PROBLEM STATEMENT
Give back the whole listing exactly as shown.
***
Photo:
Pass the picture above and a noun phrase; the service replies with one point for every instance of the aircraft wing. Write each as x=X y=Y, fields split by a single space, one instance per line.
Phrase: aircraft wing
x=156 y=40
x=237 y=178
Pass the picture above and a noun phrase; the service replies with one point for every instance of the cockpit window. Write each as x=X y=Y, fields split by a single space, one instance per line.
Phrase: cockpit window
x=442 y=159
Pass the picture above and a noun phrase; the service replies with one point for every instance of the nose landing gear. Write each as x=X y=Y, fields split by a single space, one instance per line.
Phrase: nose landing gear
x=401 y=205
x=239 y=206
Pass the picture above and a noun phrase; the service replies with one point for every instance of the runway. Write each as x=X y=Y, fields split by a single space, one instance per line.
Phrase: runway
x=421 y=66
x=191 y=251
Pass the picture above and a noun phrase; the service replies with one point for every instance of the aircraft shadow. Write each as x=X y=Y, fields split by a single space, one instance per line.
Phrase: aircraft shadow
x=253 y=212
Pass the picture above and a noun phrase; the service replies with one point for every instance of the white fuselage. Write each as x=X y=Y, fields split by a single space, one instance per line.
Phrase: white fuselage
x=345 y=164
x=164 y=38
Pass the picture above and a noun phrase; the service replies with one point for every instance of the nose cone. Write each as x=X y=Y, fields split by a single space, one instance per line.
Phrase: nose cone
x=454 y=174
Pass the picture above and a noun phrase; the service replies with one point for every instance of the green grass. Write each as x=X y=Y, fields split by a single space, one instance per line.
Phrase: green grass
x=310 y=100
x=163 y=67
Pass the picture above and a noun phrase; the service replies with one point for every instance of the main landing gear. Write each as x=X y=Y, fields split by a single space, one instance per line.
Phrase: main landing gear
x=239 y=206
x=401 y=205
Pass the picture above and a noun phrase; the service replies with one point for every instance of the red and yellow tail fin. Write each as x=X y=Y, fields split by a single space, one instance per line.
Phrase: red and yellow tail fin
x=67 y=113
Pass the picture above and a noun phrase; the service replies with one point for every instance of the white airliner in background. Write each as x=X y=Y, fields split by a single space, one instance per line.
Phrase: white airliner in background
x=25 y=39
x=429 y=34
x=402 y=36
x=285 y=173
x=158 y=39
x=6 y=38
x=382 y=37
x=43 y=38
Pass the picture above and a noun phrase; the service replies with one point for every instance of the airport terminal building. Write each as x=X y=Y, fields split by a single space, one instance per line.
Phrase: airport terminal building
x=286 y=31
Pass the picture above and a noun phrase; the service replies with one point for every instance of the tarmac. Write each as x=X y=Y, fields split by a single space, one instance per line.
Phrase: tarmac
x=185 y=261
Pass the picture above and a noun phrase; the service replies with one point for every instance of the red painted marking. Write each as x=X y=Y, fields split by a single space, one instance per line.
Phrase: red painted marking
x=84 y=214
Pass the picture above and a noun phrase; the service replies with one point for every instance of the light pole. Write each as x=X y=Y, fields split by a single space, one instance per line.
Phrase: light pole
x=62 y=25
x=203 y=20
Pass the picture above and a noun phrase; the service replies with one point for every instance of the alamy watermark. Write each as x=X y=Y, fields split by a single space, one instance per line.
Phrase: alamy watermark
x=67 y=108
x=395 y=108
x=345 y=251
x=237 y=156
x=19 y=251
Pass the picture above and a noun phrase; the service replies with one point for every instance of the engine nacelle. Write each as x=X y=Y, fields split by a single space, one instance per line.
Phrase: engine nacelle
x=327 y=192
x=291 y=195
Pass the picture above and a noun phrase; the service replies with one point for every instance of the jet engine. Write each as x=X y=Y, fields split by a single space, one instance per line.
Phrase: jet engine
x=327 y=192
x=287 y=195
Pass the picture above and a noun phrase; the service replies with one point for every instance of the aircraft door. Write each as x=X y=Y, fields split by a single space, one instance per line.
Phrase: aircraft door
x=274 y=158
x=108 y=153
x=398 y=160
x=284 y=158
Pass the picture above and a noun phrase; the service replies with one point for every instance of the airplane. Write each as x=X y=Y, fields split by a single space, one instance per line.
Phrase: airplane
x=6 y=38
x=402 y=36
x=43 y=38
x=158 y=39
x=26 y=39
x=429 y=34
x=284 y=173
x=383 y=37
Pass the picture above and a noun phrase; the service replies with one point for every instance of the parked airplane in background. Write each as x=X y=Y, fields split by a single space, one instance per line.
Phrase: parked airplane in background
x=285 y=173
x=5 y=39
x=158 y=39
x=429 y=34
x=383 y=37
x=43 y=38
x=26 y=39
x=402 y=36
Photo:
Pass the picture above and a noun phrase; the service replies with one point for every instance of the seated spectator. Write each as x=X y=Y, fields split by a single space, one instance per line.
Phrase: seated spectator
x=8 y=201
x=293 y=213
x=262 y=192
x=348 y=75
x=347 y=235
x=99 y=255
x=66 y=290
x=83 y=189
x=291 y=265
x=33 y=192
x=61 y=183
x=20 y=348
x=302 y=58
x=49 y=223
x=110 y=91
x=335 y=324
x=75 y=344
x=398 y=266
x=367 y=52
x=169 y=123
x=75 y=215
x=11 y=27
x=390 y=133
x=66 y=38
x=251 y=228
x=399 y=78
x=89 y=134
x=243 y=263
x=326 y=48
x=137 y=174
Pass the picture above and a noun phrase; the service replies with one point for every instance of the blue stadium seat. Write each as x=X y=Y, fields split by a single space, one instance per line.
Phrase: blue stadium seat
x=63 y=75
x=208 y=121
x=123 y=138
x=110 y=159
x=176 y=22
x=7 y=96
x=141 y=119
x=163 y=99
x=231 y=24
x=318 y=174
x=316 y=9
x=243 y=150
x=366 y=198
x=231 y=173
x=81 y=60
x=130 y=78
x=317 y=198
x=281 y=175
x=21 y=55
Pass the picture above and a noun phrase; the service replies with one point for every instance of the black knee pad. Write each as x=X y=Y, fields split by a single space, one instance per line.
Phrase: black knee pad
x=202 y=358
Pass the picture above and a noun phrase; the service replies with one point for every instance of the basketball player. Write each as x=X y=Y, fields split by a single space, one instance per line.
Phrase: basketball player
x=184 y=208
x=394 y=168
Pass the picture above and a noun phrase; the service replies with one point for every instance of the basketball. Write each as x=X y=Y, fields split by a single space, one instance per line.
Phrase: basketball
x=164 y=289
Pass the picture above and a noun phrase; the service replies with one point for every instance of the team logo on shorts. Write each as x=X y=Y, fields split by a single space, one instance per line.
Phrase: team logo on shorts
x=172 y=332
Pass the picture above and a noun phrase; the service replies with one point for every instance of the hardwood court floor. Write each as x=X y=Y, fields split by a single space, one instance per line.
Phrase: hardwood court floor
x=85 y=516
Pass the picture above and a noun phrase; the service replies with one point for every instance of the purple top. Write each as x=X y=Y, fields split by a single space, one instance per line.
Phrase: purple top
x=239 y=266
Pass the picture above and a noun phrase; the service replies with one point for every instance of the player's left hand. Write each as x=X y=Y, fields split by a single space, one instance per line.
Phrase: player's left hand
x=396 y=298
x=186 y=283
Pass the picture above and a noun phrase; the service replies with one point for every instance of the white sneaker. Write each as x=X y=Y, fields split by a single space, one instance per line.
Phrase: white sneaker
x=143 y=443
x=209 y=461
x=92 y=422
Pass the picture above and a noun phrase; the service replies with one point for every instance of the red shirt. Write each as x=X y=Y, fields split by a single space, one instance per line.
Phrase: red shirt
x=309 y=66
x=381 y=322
***
RESULT FOR THIS EXERCISE
Photo:
Pass the picture above and a noun phrase; the service replies with one point for every instance of the aircraft wing. Write each as x=X y=Y, fields split by a single space, one instance per line.
Phrase: aircraft wing
x=156 y=40
x=237 y=178
Pass the picture above and a noun phrase; the service replies with one point for every instance of the cockpit window. Write each as x=X y=Y, fields split by a single space, one instance per line.
Phrase: cockpit window
x=442 y=159
Pass the picture above and a noun phrase; the service replies with one point for every instance of the nose landing gear. Write each as x=X y=Y, fields split by a single space, one instance per line.
Phrase: nose landing gear
x=401 y=205
x=239 y=206
Pass the picture above and a noun phrase; the service replies with one point for every instance of the runway. Write each as x=X y=Y, fields split by a single space, one instance per line.
Phrase: runway
x=421 y=66
x=191 y=251
Pass the picture above and a noun phrase; the service replies with one point for every instance of the aircraft shadow. Write each as x=X y=Y, fields split by a single space, one instance per line.
Phrase: aircraft shadow
x=253 y=212
Pass the picture above and a noun phrase; the service replies with one point for every instance of the white fuselage. Write each as x=X y=Y, fields split by a single space, one instance per line.
Phrase: white fuselage
x=345 y=164
x=164 y=38
Pass the picture above and a noun phrase; the service replies with one point for every instance of the nose cone. Write each as x=X y=Y, fields split by a single space, one instance per line.
Phrase: nose cone
x=454 y=174
Pass the picture above and a noun phrase; the service replies with one point for every instance of the green grass. Write each as x=X y=Y, fields split by a single space, one instance per line.
Phrase: green grass
x=310 y=100
x=163 y=67
Pass the picture above and a noun phrase; the service replies with one point for every instance of the main landing gear. Write each as x=X y=Y, fields split by a single space, one instance per line.
Phrase: main landing gear
x=239 y=206
x=401 y=205
Pass the picture above and a noun phrase; the service replies with one point for every instance of the red and yellow tail fin. Write each as x=X y=Y, fields split by a single space, one instance per line.
Phrase: red and yellow tail fin
x=67 y=113
Pass the picture above and a noun phrase; the service replies with one point for every instance of the white airliner in background. Write each as x=X y=Y, fields split by a single space, one instance per line.
Phrase: white airliner in background
x=25 y=39
x=429 y=34
x=402 y=36
x=285 y=173
x=158 y=39
x=6 y=38
x=382 y=37
x=43 y=38
Pass the picture above and a noun phrase; the service replies with one point for every instance of the airport terminal building. Write each as x=X y=Y, fields split by a single space, one instance per line.
Phrase: airport terminal building
x=286 y=31
Pass the picture above and a noun phrase; the service replies with one point for every instance of the tarmac. Write each as x=X y=Y, fields split by a single space, one instance per line.
Phrase: tarmac
x=185 y=261
Pass the picture above and a noun phrase; the service replies with one point for every instance of the red painted marking. Write each as x=X y=Y, fields split by a single space, one instance per line.
Phrase: red painted marking
x=84 y=214
Pass the picture above and a noun phrase; the service replies with one point for every instance of the light pole. Write each as x=X y=Y, fields split by a single space, one instance per line.
Phrase: light pole
x=62 y=25
x=203 y=20
Pass the picture above and a noun phrase; the service replies with one point for every instance of the alamy watermark. Write each as x=X y=Y, fields split by a single space, one instance per line.
Phrase: alamy watermark
x=67 y=108
x=395 y=108
x=345 y=251
x=237 y=156
x=19 y=251
Pass the picture above and a noun phrase; the service replies with one point for every instance of the engine nacelle. Write each as x=X y=Y, fields split by a single space, one instance per line.
Phrase: engine nacelle
x=327 y=192
x=291 y=195
Pass the picture above and a noun phrase; the service replies with one point for every instance of the jet engine. Write each as x=X y=Y, fields split by a single space, one instance per line.
Phrase: jet engine
x=327 y=192
x=287 y=195
Pass the picture above and a noun phrase; the service replies with one point for every instance of the aircraft door. Write each as x=X y=Y, fields split by a single space, one instance per line.
Phrase: aircraft door
x=274 y=158
x=108 y=153
x=398 y=160
x=284 y=158
Pass the picture above and a noun phrase; the service replies with one point for every instance of the airplane. Write each as x=X y=Y, fields split by a single space, one instance per line.
Phrase: airplane
x=6 y=38
x=402 y=36
x=43 y=38
x=158 y=39
x=26 y=39
x=429 y=34
x=284 y=173
x=383 y=37
Pass the picture above and a noun phrase; the service replies with one point for every instance of the parked airplane in background. Write each as x=X y=Y, fields split by a single space, one instance per line.
Phrase: parked airplane in background
x=285 y=173
x=5 y=39
x=158 y=39
x=429 y=34
x=383 y=37
x=43 y=38
x=26 y=39
x=402 y=36
Photo:
Pass the picture above and a noun phrase; the service replies with one point for every instance of the seated spectator. Write each as x=X y=Y, fields split by a single space, one instance per line.
Phrase: seated spectator
x=8 y=201
x=293 y=213
x=262 y=192
x=348 y=75
x=347 y=235
x=99 y=255
x=66 y=290
x=83 y=189
x=291 y=265
x=33 y=192
x=61 y=183
x=20 y=348
x=302 y=58
x=49 y=223
x=110 y=91
x=335 y=324
x=75 y=344
x=398 y=266
x=367 y=52
x=169 y=123
x=75 y=215
x=11 y=27
x=390 y=133
x=66 y=38
x=251 y=228
x=399 y=78
x=89 y=134
x=243 y=263
x=326 y=48
x=137 y=174
Pass the picture above and a noun phrase; the service replies with one point for every instance of the blue stadium seat. Write each as x=X y=Y, fields split by a single space, one instance per line.
Phrase: blue stadium seat
x=63 y=75
x=208 y=121
x=123 y=138
x=110 y=159
x=176 y=22
x=7 y=96
x=141 y=119
x=163 y=99
x=231 y=24
x=318 y=174
x=316 y=9
x=243 y=150
x=366 y=198
x=231 y=173
x=81 y=60
x=130 y=78
x=317 y=198
x=281 y=175
x=21 y=55
Pass the picture above and a noun phrase; the service replies with one point for every instance of the black knee pad. Write each as x=X y=Y, fields split by a single space, one instance per line.
Phrase: black knee pad
x=202 y=358
Pass the picture above and a noun phrase; the service replies with one point for every instance of the basketball player. Write each as x=X y=Y, fields split by a single space, one instance per line.
Phrase: basketball player
x=184 y=208
x=394 y=168
Pass the picture above and a noun phrase; the service replies with one point for every instance of the basketball. Write each as x=X y=Y, fields split by a single space, one instance per line.
Phrase: basketball
x=164 y=289
Pass the picture above and a noun phrase; the service replies with one point for every instance of the team logo on shorts. Write each as x=X y=Y, fields split by a single space, one instance per line.
Phrase: team logo on shorts
x=172 y=332
Pass the picture above and a noun phrase; the service replies with one point for every instance of the hardwood court floor. Write each as x=X y=Y, fields split by a single space, one instance per line.
Phrase: hardwood court floor
x=85 y=516
Pass the picture above and a noun phrase; the service replies with one point for every instance of the purple top. Write each as x=X y=Y, fields split by a single space, one instance per line.
Phrase: purple top
x=239 y=266
Pass the picture above and a noun phrase; the service replies with one point for every instance of the player's left hand. Write each as x=X y=Y, fields split by a single space, one instance per line.
Phrase: player's left hand
x=396 y=298
x=186 y=283
Pass the picture above and a noun phrase; the service replies with one point for every instance of the white sneaker. Write each as x=X y=Y, fields split by a single space, one instance per line.
Phrase: white sneaker
x=143 y=443
x=209 y=461
x=92 y=422
Pass the picture above and a noun phrase; the service replies with one point for every instance of the red shirt. Write each as x=X y=Y, fields split by a single space, one instance per line.
Phrase: red shirt
x=309 y=66
x=381 y=322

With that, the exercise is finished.